Text to read =>

Kearney Regional Airport Runway 18/36

City of Kearney | Kearney, NE
Aerial view of Kearney Regional Airport Runway 18-36

Benesch completed a preliminary design phase in which seven different pavement section alternatives were evaluated for the reconstruction of Runway 18/36. The new pavement structure options were evaluated not only on initial cost but also on 20-year life cycle costs accounting for routine maintenance. An additional component was the need to correct the runway profile to meet FAA standards for C-II category aircraft. After analyzing three profile alternatives, two distinct pavement sections were selected: a full-depth reconstruction (concrete surface) for the northerly 1,900-feet and concrete “whitetop” over an asphalt debonding layer for the remainder of the runway.

Another component of the design was realigning the north and south end connecting taxiways to be perpendicular to the runway. The original taxiways were connected to the runway at 45-degree angles, making it difficult for pilots to clearly see up and down the runway for approaching or departing aircraft.

Set exercise 1 => Please rewrite the runway article from "Another component of" to "or departing aircraft.", substituting "taxi lanes" for "taxiways".
Set exercise 2 => According to the runway article, how many pavement section alternatives were evaluated for the reconstruction of Runway 18/36?
Set exercise 3 => Carry the runway article forward, starting after its last sentence.
The material after this point comes from a different source.

Dataset extract =>
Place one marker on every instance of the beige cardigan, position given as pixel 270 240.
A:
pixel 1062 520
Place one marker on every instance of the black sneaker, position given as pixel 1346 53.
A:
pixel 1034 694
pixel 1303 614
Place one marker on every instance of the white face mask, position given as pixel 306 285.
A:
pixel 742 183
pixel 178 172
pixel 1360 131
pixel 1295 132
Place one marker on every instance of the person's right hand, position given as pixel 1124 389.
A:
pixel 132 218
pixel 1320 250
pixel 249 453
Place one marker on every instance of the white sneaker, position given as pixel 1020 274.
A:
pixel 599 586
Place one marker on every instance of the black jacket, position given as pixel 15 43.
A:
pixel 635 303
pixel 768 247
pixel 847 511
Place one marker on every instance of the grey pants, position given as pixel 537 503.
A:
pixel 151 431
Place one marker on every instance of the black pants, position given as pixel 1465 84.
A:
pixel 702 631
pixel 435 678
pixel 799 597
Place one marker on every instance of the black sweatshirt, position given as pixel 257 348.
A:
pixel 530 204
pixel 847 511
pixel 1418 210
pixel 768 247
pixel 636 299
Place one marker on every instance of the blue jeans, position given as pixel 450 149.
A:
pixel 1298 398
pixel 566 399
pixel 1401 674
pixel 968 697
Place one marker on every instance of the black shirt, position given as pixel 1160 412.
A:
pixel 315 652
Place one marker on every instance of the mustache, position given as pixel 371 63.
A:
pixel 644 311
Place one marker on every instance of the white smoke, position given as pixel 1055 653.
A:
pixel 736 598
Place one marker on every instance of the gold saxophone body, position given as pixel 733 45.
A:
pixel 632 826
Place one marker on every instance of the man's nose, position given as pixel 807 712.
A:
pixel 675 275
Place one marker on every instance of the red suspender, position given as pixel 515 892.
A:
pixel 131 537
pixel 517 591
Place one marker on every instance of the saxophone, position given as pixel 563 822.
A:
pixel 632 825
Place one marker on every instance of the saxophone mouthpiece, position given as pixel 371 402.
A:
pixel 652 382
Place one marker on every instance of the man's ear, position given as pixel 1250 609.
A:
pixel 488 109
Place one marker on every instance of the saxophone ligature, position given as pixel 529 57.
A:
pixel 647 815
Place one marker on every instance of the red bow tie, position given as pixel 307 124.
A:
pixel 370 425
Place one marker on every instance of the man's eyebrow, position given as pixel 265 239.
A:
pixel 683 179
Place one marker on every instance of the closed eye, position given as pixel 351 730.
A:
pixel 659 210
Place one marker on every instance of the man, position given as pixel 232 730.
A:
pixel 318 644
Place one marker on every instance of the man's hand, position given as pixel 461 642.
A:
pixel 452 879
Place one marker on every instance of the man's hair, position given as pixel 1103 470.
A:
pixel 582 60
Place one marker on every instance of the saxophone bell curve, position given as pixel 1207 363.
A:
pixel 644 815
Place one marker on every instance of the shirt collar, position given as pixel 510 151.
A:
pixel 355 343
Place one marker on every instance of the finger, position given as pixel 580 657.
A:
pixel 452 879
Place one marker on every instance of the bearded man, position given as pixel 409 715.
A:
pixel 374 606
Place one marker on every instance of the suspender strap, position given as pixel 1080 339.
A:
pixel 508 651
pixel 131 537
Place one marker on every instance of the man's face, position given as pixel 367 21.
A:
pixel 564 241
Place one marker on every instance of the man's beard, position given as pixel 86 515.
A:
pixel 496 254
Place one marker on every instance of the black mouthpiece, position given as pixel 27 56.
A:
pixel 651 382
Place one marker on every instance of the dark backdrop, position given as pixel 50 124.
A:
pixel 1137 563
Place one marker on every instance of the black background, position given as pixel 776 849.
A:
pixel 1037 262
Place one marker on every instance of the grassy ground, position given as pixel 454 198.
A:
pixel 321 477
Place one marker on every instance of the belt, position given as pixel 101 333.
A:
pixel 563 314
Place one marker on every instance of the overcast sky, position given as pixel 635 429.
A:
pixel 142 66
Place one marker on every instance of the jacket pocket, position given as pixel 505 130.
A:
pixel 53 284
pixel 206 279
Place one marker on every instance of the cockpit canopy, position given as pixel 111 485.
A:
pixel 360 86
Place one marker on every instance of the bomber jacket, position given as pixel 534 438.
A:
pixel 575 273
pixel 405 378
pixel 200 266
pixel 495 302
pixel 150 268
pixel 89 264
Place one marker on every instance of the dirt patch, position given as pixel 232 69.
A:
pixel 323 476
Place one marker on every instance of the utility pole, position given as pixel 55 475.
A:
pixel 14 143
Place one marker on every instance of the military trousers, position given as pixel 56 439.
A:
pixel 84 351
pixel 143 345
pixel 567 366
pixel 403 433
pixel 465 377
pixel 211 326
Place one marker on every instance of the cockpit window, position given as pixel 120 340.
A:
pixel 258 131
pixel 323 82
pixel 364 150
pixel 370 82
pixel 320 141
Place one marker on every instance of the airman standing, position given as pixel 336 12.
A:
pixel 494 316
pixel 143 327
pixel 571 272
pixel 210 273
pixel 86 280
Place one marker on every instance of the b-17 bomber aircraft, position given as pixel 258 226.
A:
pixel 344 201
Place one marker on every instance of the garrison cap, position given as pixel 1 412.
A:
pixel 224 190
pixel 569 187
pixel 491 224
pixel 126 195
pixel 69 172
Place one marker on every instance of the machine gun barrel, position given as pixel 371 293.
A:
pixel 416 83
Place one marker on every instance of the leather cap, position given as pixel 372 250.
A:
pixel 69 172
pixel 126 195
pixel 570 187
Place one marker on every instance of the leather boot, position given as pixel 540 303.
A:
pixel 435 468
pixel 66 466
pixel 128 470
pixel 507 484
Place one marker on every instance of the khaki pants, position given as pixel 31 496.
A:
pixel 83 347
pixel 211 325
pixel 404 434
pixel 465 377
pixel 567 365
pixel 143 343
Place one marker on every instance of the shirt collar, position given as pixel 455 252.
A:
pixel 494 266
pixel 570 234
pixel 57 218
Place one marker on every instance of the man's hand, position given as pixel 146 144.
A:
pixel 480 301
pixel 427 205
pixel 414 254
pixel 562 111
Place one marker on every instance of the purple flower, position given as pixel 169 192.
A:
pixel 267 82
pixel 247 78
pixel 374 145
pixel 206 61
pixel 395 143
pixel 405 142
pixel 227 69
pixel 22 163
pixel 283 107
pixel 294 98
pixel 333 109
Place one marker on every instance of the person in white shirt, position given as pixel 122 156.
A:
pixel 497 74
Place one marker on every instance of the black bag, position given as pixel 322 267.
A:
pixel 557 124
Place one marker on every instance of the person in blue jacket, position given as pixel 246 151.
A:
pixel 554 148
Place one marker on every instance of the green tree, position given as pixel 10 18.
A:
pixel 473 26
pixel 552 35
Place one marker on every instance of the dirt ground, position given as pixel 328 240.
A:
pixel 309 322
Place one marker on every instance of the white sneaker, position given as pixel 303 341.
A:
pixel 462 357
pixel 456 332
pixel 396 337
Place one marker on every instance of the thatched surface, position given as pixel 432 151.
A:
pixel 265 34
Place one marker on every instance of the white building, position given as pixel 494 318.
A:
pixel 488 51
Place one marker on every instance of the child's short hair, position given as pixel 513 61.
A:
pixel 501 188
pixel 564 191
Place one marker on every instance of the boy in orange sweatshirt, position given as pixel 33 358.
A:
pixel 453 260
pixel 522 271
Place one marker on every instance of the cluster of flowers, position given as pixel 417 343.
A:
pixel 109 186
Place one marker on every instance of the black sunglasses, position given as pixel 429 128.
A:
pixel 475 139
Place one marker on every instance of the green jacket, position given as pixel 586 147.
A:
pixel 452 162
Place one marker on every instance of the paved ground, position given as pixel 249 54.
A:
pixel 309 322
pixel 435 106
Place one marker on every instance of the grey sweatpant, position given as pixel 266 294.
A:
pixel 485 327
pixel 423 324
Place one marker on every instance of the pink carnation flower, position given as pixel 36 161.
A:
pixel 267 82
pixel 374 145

Answer 1 =>
Another component of the design was realigning the north and south end connecting taxi lanes to be perpendicular to the runway. The original taxi lanes were connected to the runway at 45-degree angles, making it difficult for pilots to clearly see up and down the runway for approaching or departing aircraft.

Answer 2 => Seven.

Answer 3 =>
After the project was successfully bid, and a few months before construction was set to begin, the airport lost their commercial air service provider. NDOT quickly re-solicited to find a new commercial air service. The decision was made to begin construction as soon as possible, pushing the completion date three months sooner than originally planned. After a new air service provider was selected, pavement sections had to be redesigned to accommodate the heavier aircraft that would now be operating at the airport.

Pavement milling, removals and perforated-pipe subdrain (edge drains) installation began in the fall and continued through the winter. Construction of new pavement began in March, and quickly accelerated toward completion by the end of August, including almost $7 million worth of work completed in the last three months. In order to meet the shortened schedule and ensure quality construction, frequent and targeted coordination between all parties was essential, especially related to material testing. Simultaneous operations for concrete paving, asphalt paving, subgrade density testing, documentation and quality controls were required from the material testing technicians and laboratory in Benesch’s Lincoln office.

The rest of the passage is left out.